[Source document]:
· · ·

DHARAMSHALA, July 9: Tibetans in Tibet have voiced concerns and anguish over the Chinese government’s decision to ban the Tibetan language and remove Tibetan language posts on Douyin, China’s version of the popular social media platform TikTok. This decision has sparked widespread outrage among Tibetans, highlighting the ongoing struggle for cultural and linguistic freedoms online. 

In a widely circulated video on X (formerly Twitter), a Tibetan netizen vehemently expressed discontentment over the deliberate ban and removal of Tibetan language posts on Douyin. “I question whether Douyin holds more power and authority than the nation and the legal system. Is Douyin more powerful than the state? What is the reality here? To clarify, the state’s policies explicitly grant protection for cultural preservation and language promotion, a mandate supported by both the legal system and the government,” he stated.

In another video, a Tibetan woman is seen lamenting the removal of Tibetan language posts on TikTok in China. “I am a native Tibetan speaker and cannot speak perfect Chinese. Why am I not allowed to post in my native language?” she questioned.

· · ·

[Dataset entries]:
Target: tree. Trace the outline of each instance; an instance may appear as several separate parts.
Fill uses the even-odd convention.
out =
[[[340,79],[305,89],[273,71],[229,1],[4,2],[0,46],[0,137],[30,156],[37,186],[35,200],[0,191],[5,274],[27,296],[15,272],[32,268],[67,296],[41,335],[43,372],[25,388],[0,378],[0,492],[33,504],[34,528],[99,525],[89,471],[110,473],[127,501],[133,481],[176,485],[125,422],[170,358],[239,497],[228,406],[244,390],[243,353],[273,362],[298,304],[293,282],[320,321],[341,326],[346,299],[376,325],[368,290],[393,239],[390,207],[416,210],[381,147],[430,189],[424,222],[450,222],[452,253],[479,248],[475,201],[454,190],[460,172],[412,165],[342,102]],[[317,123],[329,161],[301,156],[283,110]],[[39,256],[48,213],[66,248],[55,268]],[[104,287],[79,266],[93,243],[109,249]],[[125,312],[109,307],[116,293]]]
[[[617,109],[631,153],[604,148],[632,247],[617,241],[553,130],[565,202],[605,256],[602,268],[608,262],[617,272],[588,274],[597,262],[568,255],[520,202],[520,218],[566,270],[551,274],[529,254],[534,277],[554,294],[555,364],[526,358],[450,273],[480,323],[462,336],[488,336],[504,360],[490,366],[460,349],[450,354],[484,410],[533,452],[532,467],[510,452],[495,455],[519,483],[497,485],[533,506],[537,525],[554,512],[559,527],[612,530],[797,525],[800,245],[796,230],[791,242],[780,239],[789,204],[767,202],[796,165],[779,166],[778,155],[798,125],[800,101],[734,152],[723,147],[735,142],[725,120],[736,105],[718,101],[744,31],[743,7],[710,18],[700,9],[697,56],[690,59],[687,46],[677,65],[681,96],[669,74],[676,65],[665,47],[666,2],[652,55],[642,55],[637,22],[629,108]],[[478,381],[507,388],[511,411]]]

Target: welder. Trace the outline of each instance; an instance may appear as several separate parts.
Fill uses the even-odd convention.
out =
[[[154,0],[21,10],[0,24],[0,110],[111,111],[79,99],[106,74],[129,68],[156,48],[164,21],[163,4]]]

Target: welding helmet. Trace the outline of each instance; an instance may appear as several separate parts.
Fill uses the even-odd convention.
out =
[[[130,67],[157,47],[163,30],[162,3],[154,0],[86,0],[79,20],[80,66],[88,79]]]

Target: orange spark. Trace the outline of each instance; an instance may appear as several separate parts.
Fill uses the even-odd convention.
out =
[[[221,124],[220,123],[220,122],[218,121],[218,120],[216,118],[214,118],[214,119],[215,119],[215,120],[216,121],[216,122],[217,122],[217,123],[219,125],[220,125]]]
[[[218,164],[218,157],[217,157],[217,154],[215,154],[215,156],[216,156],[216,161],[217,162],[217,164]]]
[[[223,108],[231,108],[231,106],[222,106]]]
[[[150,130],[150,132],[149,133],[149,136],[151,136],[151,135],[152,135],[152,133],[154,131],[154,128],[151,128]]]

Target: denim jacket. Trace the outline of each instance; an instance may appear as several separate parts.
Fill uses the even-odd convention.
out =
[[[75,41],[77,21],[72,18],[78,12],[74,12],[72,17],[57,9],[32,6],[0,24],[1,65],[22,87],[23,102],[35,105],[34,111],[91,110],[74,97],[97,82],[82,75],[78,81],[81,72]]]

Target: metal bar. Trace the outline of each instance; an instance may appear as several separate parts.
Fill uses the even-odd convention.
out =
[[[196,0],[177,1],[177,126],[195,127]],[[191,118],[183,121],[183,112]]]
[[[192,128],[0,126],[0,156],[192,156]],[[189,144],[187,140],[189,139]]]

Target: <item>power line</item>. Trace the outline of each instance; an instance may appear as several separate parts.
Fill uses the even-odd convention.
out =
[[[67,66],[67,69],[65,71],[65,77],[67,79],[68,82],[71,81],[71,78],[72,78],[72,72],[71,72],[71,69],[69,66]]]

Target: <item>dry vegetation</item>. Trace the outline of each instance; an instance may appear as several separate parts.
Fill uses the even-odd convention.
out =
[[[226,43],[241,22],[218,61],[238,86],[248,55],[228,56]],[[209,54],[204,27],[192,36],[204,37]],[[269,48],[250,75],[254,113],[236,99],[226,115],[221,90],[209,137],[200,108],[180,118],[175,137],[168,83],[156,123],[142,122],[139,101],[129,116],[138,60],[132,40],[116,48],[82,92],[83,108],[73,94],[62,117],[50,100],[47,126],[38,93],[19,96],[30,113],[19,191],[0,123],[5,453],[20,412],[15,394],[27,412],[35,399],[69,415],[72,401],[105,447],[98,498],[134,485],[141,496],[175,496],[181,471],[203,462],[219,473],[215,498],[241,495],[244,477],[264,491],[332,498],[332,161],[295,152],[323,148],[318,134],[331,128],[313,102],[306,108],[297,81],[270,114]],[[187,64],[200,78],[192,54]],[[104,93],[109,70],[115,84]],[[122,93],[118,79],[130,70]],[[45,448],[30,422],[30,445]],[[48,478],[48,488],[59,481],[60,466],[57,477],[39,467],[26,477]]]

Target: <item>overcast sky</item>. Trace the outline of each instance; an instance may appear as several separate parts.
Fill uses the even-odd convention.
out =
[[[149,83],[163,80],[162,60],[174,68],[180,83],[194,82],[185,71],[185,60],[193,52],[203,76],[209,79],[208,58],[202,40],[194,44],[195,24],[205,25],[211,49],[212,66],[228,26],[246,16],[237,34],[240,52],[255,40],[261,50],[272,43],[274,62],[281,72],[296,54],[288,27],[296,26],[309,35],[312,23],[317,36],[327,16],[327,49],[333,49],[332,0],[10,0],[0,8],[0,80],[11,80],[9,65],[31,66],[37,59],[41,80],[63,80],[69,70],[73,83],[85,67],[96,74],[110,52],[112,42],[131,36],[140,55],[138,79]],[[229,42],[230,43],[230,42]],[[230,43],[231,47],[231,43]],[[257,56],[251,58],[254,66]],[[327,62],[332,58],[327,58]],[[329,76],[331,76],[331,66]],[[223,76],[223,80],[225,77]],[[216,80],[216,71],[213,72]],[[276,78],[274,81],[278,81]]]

· · ·

[Given request A]:
Please rewrite the stretch of the Douyin language-ban report from "DHARAMSHALA, July 9: Tibetans" through "linguistic freedoms online.", replacing "outrage" with "anger".
[Given request B]:
Continue the report on Tibetans' reaction to the Douyin language ban with the next few paragraphs.

[Task response A]:
DHARAMSHALA, July 9: Tibetans in Tibet have voiced concerns and anguish over the Chinese government’s decision to ban the Tibetan language and remove Tibetan language posts on Douyin, China’s version of the popular social media platform TikTok. This decision has sparked widespread anger among Tibetans, highlighting the ongoing struggle for cultural and linguistic freedoms online.

[Task response B]:
In another widely circulated recent video, a Tibetan man can be seen criticising China’s ban on the use of the Tibetan language in live broadcasts. “An anchor confirmed the ban after speaking a few words of Tibetan and getting banned. Despite China’s Constitution protecting national languages, TikTok discriminates against the Tibetan language,” he remarked.

The ban on the Tibetan language in Douyin is part of a wider pattern of suppression and delegitimisation of the native language in Tibet. Over the years, the Chinese government has implemented various policies aimed at diminishing Tibetan cultural practices, including restrictions on religious freedom, language and instead the promotion of Mandarin over Tibetan in schools. This latest move is seen as an extension of these policies into the digital realm. 

The Dharamshala-based rights group, Tibetan Centre for Human Rights and Democracy (TCHRD), has condemned this move, calling it “a flagrant violation of provisions enshrined in Chinese constitution as well as Regional Ethnic Autonomy Law, which promised but rarely granted meaningful autonomous powers to ethnic minorities including Tibetans,”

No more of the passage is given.